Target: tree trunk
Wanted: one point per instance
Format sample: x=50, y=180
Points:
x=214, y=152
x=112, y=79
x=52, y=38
-------
What is asked:
Rewrite the records above with "tree trunk" changed to "fence post" and everything else left the same.

Exercise response:
Target: fence post
Wanted: one point per instance
Format sample: x=50, y=180
Points:
x=214, y=152
x=112, y=79
x=52, y=38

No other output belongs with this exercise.